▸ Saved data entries

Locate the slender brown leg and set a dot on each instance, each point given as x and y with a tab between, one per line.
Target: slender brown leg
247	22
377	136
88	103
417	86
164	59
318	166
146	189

▸ TO DO
When copying the data above, keep every line exactly as written.

▸ EXERCISE OUTPUT
Locate the slender brown leg and set a dot on each instance, each point given as x and y with a tab between, one per line.
Target: slender brown leg
247	22
377	136
88	103
417	86
164	59
318	166
146	189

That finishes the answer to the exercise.